▶ **Work to do**
Could you echo everything from the line containing "Target: terracotta roof tile" down to the end of the material, word for word and with both ends included?

Point-based annotation data
::::
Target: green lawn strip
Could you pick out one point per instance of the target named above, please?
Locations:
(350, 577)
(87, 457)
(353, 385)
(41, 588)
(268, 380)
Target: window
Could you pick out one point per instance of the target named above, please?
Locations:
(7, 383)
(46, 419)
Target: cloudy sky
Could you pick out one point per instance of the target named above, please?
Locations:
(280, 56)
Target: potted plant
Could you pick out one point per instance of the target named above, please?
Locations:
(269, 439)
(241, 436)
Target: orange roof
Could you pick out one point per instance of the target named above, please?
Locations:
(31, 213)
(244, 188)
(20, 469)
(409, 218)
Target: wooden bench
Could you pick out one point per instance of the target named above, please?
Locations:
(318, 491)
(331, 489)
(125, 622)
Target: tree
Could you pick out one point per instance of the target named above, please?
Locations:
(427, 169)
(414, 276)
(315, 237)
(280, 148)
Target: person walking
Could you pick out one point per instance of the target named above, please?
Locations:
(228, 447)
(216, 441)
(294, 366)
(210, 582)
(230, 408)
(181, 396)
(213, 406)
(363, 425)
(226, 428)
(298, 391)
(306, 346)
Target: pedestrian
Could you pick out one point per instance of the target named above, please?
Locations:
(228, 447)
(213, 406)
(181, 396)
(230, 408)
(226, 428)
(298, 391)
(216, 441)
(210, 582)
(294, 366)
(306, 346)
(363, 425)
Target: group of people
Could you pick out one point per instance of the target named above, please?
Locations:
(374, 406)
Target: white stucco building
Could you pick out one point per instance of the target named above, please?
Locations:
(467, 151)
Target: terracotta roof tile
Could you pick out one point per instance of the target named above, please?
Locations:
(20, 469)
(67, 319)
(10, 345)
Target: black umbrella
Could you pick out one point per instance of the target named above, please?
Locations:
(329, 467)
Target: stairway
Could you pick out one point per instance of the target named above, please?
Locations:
::::
▶ **The response**
Target: terracotta roof tile
Could you pick out one point per instance of the target named above, please?
Locations:
(20, 469)
(67, 319)
(10, 345)
Target: black umbrella
Could you pick out one point per instance of the target named above, please?
Locations:
(329, 467)
Target: stairway
Could you pick out one point per instance of the target named above, please?
Locations:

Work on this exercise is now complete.